(Rows from a pointing dataset)
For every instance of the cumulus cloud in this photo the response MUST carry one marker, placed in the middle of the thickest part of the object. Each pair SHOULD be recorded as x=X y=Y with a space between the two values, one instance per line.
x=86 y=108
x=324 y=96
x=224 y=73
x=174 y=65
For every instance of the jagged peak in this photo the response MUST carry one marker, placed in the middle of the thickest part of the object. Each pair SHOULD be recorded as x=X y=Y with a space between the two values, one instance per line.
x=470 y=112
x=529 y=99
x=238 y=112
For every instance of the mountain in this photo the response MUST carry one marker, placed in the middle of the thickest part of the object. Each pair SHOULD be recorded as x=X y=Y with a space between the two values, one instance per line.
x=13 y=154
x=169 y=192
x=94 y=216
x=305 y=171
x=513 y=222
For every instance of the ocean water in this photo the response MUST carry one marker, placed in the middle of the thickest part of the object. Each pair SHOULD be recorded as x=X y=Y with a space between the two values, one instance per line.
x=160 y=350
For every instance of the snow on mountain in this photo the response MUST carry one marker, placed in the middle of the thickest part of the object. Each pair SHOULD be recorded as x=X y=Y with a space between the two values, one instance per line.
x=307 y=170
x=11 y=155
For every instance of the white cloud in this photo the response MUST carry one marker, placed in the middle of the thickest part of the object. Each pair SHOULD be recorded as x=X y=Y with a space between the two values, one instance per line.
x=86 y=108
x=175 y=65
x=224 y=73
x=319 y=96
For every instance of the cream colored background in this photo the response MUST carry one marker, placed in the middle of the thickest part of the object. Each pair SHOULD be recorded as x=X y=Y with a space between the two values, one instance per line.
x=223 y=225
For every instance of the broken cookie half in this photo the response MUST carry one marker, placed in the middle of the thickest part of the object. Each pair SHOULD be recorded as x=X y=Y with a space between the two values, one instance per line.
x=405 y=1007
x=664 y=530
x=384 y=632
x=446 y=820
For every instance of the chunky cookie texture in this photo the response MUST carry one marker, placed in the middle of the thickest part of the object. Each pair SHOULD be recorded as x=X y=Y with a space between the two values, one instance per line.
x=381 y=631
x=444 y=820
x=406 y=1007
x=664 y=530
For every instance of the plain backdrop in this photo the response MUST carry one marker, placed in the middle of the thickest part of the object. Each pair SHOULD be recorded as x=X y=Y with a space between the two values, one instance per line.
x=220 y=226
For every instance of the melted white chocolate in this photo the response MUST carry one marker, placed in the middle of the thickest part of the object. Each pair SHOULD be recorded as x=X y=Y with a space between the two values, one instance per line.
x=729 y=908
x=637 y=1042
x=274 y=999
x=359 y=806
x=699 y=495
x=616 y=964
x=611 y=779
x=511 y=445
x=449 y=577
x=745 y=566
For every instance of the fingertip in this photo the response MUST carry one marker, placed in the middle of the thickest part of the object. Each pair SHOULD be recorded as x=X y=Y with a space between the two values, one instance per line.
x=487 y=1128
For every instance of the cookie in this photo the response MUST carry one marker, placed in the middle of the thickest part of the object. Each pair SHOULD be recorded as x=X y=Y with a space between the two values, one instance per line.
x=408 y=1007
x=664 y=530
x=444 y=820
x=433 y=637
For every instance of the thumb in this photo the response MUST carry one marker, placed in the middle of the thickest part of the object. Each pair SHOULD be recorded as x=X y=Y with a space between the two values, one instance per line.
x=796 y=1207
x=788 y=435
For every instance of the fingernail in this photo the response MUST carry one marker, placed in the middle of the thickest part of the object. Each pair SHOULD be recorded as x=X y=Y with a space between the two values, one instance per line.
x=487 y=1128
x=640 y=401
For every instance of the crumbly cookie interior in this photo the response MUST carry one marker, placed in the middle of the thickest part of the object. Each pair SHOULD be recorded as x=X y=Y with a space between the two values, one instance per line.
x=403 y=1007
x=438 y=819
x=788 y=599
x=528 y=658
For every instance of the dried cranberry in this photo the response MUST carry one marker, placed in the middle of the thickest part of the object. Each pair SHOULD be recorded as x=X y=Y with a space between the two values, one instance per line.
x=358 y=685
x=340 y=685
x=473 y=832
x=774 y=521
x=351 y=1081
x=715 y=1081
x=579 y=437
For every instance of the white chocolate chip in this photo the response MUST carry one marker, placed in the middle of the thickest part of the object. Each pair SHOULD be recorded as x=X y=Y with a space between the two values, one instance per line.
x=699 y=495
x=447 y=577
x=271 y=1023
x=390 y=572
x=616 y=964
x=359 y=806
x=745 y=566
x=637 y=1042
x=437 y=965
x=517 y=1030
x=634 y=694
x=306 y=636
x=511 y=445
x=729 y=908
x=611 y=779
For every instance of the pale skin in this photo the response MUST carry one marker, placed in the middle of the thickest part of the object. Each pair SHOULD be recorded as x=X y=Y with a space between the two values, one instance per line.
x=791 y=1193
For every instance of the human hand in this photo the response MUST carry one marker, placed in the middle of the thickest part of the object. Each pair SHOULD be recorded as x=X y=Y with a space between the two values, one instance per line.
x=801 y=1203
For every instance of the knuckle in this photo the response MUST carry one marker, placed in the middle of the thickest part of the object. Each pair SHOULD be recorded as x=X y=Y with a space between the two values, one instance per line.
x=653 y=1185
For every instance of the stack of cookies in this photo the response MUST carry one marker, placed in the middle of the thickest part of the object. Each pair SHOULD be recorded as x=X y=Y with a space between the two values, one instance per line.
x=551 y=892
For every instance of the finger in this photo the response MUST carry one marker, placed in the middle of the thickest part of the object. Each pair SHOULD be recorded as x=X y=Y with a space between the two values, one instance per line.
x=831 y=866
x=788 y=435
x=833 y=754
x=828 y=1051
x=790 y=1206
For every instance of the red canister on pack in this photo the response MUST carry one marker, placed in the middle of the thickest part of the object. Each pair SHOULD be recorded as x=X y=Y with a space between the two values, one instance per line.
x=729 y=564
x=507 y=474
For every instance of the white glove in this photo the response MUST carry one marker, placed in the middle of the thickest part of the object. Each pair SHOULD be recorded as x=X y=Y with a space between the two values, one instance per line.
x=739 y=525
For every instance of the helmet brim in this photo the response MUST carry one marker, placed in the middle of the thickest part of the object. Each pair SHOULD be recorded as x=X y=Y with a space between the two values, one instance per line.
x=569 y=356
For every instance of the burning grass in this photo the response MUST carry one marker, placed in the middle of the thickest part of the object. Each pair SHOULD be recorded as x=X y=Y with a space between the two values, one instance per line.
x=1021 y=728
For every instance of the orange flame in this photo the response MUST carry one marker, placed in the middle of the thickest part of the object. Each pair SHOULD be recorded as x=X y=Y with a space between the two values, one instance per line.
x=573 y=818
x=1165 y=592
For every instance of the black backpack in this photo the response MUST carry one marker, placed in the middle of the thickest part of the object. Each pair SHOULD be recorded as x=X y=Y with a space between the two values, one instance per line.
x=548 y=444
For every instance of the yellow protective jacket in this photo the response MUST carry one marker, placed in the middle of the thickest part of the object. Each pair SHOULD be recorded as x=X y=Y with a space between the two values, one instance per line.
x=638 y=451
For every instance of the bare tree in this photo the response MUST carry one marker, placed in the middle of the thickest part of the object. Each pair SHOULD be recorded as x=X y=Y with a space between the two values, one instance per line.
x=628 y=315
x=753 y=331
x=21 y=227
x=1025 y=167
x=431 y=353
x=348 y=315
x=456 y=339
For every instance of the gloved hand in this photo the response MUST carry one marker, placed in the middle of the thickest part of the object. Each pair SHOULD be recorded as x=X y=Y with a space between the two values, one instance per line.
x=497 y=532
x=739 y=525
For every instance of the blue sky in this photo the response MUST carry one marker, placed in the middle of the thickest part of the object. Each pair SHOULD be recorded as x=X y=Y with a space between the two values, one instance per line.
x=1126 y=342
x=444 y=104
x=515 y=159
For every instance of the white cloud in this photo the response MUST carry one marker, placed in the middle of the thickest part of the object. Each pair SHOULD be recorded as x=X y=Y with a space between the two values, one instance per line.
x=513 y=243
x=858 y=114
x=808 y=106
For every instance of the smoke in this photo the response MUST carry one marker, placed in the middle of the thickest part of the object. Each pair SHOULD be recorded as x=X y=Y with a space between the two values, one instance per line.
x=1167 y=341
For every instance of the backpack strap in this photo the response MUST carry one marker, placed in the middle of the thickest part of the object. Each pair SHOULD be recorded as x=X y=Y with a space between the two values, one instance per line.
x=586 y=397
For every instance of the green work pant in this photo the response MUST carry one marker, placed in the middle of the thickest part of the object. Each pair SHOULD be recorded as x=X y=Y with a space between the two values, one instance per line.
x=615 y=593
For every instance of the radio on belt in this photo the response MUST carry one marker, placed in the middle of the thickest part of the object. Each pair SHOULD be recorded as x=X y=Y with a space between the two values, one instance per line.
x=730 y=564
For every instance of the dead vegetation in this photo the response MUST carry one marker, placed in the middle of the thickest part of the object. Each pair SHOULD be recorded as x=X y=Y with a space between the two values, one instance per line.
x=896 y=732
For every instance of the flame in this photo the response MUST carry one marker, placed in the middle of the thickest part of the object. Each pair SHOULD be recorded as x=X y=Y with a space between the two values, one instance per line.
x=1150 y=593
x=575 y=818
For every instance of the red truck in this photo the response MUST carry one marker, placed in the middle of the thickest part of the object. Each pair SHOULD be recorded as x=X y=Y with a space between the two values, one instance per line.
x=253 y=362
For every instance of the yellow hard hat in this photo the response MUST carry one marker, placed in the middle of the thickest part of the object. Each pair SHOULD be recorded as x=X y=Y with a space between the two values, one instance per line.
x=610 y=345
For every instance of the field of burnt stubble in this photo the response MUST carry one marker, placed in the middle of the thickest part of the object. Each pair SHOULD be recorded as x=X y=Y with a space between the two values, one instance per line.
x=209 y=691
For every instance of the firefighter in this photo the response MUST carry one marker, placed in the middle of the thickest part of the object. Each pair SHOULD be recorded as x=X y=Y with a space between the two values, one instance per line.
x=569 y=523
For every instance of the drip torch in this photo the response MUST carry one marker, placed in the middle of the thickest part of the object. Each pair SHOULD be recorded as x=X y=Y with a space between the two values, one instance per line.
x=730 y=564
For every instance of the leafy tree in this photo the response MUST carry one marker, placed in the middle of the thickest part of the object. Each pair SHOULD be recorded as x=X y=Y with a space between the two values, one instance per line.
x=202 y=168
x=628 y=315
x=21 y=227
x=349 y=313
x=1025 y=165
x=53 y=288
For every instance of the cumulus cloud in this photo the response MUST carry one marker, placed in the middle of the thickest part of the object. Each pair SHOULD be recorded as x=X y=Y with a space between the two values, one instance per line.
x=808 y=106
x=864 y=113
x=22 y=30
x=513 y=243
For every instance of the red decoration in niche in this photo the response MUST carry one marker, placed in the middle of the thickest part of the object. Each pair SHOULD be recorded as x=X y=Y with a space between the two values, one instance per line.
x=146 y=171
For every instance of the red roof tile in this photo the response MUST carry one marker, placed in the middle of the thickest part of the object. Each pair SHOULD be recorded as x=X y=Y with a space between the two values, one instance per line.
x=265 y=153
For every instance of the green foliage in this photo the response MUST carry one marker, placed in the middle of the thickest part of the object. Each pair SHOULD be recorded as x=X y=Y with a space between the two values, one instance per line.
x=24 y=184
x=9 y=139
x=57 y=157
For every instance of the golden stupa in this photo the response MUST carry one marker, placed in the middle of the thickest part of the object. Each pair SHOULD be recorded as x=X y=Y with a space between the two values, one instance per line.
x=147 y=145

> [Stated task] Rewrite the stretch from the start of the records through the line containing "x=238 y=112", putting "rocky summit" in place of "jagged peak" and leaving everything else as it is.

> [Written reply]
For every instance of the cumulus cloud in this photo the response MUST carry one marker, placed in the middle of the thickest part of the object. Each pair SHOULD be recorded as x=X y=Y with a space between the two values, one instance per line.
x=86 y=108
x=324 y=96
x=224 y=73
x=174 y=65
For every instance of the rocky summit in this photo the response MUST carry one marker, placed in the middle of the thickest part of the object. Each pair SHOULD be recorded as x=X y=Y with a space between the two values, one instance per line.
x=470 y=112
x=529 y=99
x=238 y=112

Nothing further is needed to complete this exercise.